──────── Given data ────────
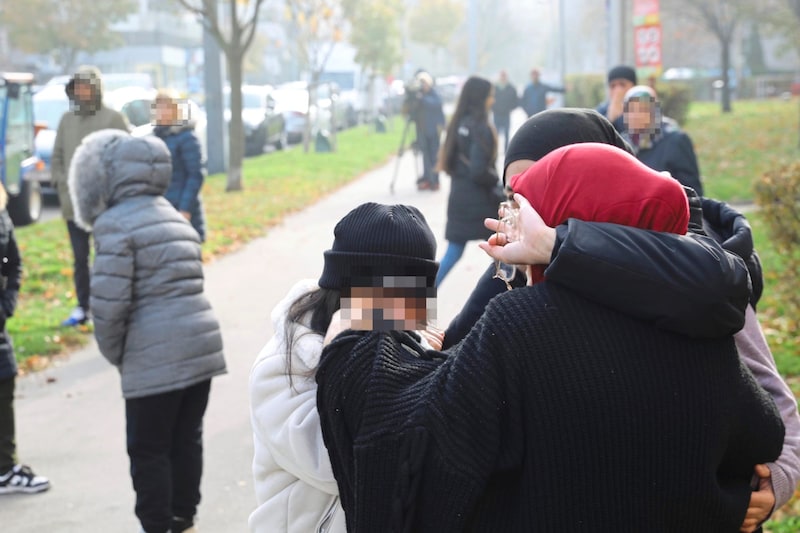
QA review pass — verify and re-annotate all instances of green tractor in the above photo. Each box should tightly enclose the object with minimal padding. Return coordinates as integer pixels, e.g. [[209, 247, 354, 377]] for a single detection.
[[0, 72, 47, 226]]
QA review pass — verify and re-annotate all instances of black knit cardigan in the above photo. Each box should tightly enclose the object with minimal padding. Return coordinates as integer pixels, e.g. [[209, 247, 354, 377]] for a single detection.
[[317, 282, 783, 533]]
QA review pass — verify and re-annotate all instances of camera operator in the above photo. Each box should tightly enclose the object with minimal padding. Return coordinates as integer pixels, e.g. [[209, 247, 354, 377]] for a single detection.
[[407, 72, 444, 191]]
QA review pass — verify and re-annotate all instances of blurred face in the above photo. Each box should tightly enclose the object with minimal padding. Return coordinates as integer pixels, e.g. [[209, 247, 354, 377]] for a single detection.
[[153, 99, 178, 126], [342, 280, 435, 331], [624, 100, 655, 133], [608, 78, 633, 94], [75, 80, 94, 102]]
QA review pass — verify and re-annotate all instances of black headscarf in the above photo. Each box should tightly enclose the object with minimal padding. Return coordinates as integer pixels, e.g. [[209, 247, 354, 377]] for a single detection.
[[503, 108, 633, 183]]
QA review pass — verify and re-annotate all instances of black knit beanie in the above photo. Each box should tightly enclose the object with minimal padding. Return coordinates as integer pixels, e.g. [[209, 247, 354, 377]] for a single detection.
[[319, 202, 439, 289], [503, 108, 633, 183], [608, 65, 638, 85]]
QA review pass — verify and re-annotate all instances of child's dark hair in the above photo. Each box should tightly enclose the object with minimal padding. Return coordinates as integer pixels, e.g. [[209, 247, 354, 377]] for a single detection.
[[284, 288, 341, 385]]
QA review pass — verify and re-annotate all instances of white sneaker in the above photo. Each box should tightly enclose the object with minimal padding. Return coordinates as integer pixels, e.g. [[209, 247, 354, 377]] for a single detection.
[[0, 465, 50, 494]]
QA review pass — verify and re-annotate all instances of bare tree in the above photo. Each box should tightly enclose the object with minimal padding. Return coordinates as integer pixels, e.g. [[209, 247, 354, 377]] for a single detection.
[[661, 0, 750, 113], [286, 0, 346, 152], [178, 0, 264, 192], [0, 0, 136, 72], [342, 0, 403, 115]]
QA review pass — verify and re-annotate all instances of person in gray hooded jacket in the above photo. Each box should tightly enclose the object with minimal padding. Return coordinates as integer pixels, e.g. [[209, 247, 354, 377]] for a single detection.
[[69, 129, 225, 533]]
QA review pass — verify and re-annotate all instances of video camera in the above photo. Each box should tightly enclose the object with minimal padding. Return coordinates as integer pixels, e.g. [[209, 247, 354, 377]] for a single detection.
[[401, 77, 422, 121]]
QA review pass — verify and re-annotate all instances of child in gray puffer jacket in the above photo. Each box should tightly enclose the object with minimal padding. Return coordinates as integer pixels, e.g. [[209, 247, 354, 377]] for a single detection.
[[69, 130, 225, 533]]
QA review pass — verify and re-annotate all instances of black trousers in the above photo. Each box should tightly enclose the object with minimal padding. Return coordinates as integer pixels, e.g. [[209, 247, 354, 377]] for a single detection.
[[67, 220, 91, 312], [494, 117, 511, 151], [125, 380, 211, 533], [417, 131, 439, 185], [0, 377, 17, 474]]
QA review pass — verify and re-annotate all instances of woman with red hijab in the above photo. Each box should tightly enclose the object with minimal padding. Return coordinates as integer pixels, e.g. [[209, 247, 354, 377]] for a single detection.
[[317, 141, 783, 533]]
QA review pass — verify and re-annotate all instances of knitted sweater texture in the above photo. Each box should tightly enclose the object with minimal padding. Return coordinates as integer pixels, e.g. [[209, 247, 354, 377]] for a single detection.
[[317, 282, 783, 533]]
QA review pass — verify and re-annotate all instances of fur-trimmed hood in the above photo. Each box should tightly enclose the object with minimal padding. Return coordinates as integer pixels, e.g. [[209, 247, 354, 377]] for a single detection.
────────
• _Aim of the task_:
Put the lines of all the rows above into a numbered list, leaving out the pictures and any blank lines.

• _The completed task_:
1. QA review pass — verify and re-annotate all instances of green tractor in the above photo. Each box should tightly enclose the object with minimal padding. Return coordinates as integer pixels, e.g. [[209, 247, 354, 377]] for a single detection.
2. [[0, 72, 47, 226]]
3. QA review pass — verify and re-annotate all instances of black knit cardigan in the above photo. Each box should tightly enclose the object with minimal padding. Return coordinates as integer pixels, e.g. [[209, 247, 354, 377]] for a single detection.
4. [[317, 282, 783, 533]]
5. QA review pass — verify and re-annotate all instances of camera operator in the above photo. Each box should tightly enclose the object with minimal padding. Return coordinates as integer pixels, e.g. [[209, 247, 354, 377]] for a single detection.
6. [[407, 72, 444, 191]]
7. QA review pass — verify and re-annotate all instances of blurred face in the above photo. Each box should tightly enclose the object with minimal padding. Return coordinates as integer pixels, e.g. [[209, 247, 354, 377]] for a single detection.
8. [[153, 99, 178, 126], [342, 280, 435, 331], [624, 100, 655, 133], [608, 78, 633, 94], [75, 80, 94, 102]]
9. QA review pass — verify and re-annotate all instances of black headscarf in the above photo. Each box should tightly enclose the object with minimal padding. Return coordinates as integer pixels, e.g. [[209, 247, 354, 377]] for a single detection.
10. [[503, 108, 633, 183]]
11. QA review pass — verify and re-annotate all instances of black knit beanie in the above photo. Each box should tightly enclose the object with minimal padding. Return coordinates as integer pixels, e.g. [[209, 247, 354, 377]] for a single detection.
12. [[319, 202, 439, 289], [503, 108, 633, 183], [608, 65, 638, 85]]
13. QA review pass — verify and re-annotate all instances of child's dark hair in the above photo. Each box should tightly enclose the object with minimal padding. Return coordinates as integer pixels, e.g. [[209, 247, 354, 377]] for a single detection.
14. [[284, 288, 341, 385]]
15. QA review pass — verify and re-annotate all instances of white sneaker in the above photo. Each box should tightly enclose the object with minimal padding. Return coordinates as integer pixels, e.g. [[209, 247, 354, 377]] for a single detection.
16. [[0, 465, 50, 494]]
17. QA review pass — verify and re-annotate all instances of bare tree in the above photo. Each box should tightly enclose the object with minimal padding. Return coordinates as integer pixels, e.g. [[209, 247, 354, 377]] for a single detection.
18. [[661, 0, 750, 113], [286, 0, 346, 152], [178, 0, 264, 192], [0, 0, 136, 72], [342, 0, 403, 115]]
19. QA review pass — verify and re-annotate all instances of person in gray hooded jacket in the above photo. Each box should tightly enclose the object with minimal padding. Return coordinates as integer pixels, e.g. [[209, 247, 354, 377]] for a single detection.
20. [[69, 129, 225, 533]]
21. QA review pass — verify and re-annotate all instances of video camera in the above photo. Each box should tightly enclose the object with minimal padding. Return coordinates as integer pixels, e.g. [[209, 247, 354, 377]] for a single detection.
22. [[401, 77, 422, 121]]
23. QA review pass — verify and re-annotate all instances of child in gray puffer jacket in the above photo. Each box should tightly enclose the object with minimal padding. Return coordinates as integer pixels, e.g. [[209, 247, 354, 377]] for a single detection.
24. [[69, 130, 225, 533]]
25. QA review pass — verify and re-annotate all instances of black trousers in the above photo. Each box should tightly enclose the object with minimal padding. Return coordinates as integer pixels, e.g. [[209, 247, 354, 377]] for a single detection.
26. [[67, 220, 91, 312], [494, 117, 511, 151], [125, 380, 211, 533], [417, 131, 439, 185], [0, 377, 17, 474]]
27. QA review pass — verify and re-annotate all instances of woman with red hijab in the above photo. Each box should tightly enclose the object with minimal padding. Return coordinates as integer pixels, e.g. [[209, 247, 354, 377]] for a single detection.
28. [[317, 141, 783, 533]]
29. QA review pass — verify and re-annotate all instances of knitted sweater texture in the above photo. Each box should tightly enclose the object with minimal padding. Return coordinates as integer pixels, e.g. [[209, 247, 354, 377]] for a single detection.
30. [[317, 282, 783, 533]]
31. QA review pass — verify and re-annotate all instances of fur-trimmed hood in the above photo. Each box should tightly enclose the object with minimal padding. Return coordinates as integer pixels, e.g. [[209, 247, 354, 377]] for a single detection.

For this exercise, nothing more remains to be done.